▸ **DO THIS**: Pull out every line in the records below that contains the word "cushion". Case counts, so match it only where the capitalization is the same.

Stored items from a collection
◇ ◇ ◇
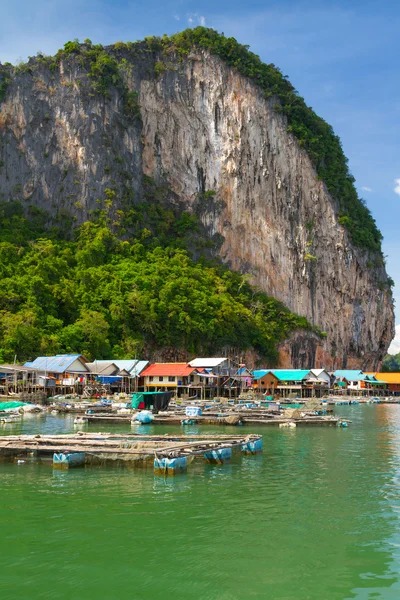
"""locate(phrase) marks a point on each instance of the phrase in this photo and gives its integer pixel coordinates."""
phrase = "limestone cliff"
(203, 127)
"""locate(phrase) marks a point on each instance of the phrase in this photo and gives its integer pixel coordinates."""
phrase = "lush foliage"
(312, 132)
(391, 363)
(102, 296)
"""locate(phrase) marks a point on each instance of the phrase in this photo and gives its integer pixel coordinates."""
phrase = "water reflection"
(315, 516)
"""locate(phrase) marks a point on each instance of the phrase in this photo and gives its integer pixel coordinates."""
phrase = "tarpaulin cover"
(8, 405)
(155, 400)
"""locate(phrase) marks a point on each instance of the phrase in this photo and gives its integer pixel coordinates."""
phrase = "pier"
(168, 454)
(243, 417)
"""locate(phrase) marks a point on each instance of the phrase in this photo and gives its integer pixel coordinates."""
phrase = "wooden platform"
(245, 418)
(129, 449)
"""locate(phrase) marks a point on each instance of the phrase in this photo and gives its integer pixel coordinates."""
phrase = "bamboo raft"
(228, 418)
(167, 454)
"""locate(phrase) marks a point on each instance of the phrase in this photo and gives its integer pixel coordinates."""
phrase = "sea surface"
(316, 516)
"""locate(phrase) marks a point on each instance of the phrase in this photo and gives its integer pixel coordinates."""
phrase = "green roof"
(290, 374)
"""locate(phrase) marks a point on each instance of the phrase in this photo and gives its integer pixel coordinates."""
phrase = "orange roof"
(160, 369)
(388, 377)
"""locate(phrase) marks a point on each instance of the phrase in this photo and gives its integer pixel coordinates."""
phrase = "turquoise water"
(316, 516)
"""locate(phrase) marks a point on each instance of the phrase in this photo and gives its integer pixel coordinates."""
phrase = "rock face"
(204, 127)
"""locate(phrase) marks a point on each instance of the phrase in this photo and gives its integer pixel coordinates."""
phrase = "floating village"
(204, 391)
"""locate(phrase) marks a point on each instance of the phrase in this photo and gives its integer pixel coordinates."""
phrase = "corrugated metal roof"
(207, 362)
(348, 373)
(139, 368)
(387, 377)
(257, 374)
(318, 372)
(160, 369)
(103, 367)
(132, 366)
(290, 374)
(58, 363)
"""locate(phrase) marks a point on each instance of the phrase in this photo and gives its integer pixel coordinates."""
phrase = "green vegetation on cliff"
(103, 296)
(391, 363)
(312, 132)
(107, 67)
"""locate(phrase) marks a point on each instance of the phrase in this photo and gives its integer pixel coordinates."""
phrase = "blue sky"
(343, 57)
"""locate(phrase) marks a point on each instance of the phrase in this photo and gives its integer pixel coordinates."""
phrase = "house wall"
(267, 382)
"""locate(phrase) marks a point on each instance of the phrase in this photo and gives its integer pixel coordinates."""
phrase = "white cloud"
(394, 347)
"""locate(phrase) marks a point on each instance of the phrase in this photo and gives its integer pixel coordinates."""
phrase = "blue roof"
(56, 364)
(290, 374)
(257, 374)
(283, 374)
(132, 366)
(349, 374)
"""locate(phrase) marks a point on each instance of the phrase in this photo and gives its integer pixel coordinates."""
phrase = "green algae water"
(316, 516)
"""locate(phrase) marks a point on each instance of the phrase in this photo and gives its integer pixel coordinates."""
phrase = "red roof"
(160, 369)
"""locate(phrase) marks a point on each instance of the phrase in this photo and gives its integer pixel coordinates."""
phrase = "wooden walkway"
(165, 452)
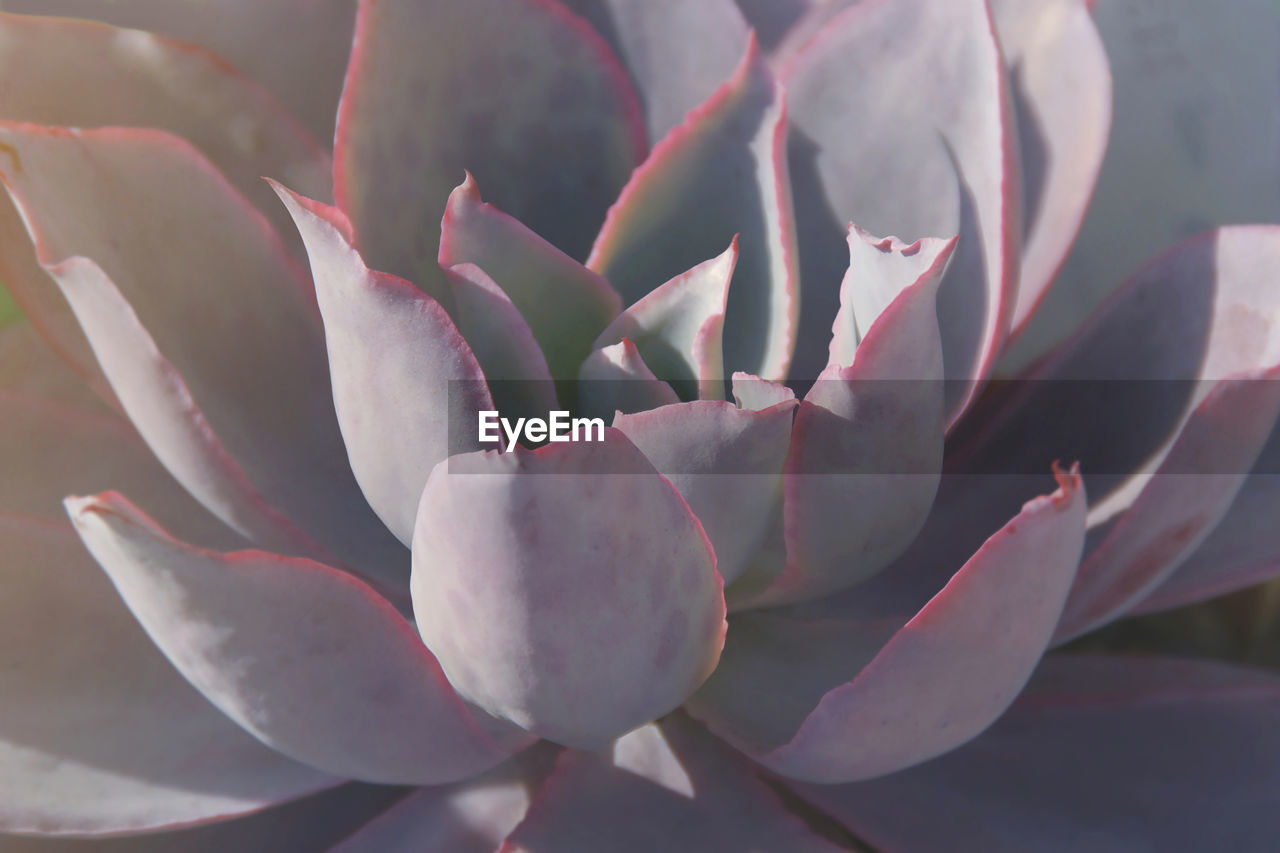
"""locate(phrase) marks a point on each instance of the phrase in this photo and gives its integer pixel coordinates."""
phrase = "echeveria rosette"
(763, 612)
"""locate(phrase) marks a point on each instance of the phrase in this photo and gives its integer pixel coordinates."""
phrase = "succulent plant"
(807, 585)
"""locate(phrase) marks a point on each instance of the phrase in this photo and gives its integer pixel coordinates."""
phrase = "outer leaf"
(726, 463)
(679, 327)
(903, 123)
(298, 50)
(87, 74)
(1185, 150)
(268, 638)
(1100, 755)
(56, 438)
(938, 682)
(1061, 91)
(1114, 397)
(565, 304)
(97, 733)
(1240, 551)
(755, 393)
(867, 445)
(720, 173)
(238, 405)
(666, 787)
(393, 351)
(676, 53)
(306, 824)
(467, 817)
(49, 450)
(405, 135)
(773, 18)
(594, 583)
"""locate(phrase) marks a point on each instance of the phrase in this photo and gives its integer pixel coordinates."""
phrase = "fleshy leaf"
(306, 657)
(97, 733)
(467, 817)
(1184, 151)
(499, 338)
(78, 73)
(237, 406)
(1115, 397)
(903, 123)
(667, 787)
(867, 445)
(1100, 755)
(679, 327)
(1240, 551)
(727, 465)
(393, 352)
(565, 304)
(617, 379)
(1061, 90)
(1182, 502)
(828, 703)
(585, 603)
(676, 51)
(49, 450)
(405, 135)
(297, 50)
(718, 174)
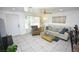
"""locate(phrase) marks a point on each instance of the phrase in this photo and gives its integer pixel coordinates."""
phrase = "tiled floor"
(29, 43)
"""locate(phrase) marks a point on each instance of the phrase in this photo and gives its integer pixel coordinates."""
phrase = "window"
(31, 21)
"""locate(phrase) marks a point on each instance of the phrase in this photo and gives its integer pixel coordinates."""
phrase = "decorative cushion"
(63, 31)
(49, 38)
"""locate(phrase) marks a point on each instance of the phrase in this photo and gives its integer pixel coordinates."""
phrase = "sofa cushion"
(63, 31)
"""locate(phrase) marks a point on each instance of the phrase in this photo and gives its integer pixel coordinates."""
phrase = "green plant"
(12, 48)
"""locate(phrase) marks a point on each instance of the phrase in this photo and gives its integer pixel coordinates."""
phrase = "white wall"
(72, 18)
(20, 20)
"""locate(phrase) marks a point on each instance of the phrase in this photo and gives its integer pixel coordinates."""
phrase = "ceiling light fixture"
(13, 8)
(60, 9)
(26, 9)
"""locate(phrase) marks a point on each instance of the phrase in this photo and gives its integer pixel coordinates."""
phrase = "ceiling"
(39, 9)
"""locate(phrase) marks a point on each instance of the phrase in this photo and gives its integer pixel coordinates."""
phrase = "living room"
(40, 29)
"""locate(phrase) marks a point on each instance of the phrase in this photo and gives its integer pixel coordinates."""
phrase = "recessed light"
(13, 8)
(60, 9)
(26, 9)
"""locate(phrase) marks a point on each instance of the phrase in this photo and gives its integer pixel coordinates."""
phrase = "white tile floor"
(29, 43)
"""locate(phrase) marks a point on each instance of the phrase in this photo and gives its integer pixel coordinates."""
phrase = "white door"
(12, 24)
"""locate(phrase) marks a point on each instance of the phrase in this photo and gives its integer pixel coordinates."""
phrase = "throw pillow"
(63, 31)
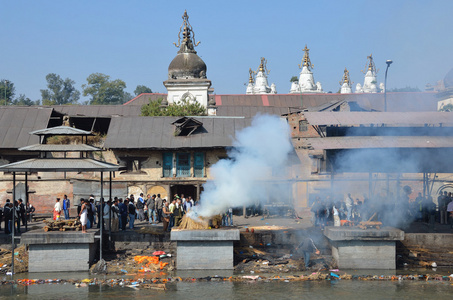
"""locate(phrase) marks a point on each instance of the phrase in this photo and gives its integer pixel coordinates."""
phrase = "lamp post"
(388, 62)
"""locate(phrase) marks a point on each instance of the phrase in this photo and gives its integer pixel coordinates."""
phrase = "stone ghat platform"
(57, 251)
(204, 249)
(355, 248)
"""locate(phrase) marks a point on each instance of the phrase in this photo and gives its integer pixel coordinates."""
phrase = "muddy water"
(341, 289)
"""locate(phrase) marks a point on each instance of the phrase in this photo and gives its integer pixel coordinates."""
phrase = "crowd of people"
(121, 214)
(22, 214)
(388, 210)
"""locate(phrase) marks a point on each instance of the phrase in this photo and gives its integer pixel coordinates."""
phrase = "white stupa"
(346, 83)
(258, 80)
(306, 82)
(370, 82)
◇ ◇ ◇
▸ **EXERCISE OUTPUT**:
phrase = "decorative cushion"
phrase = "sofa cushion"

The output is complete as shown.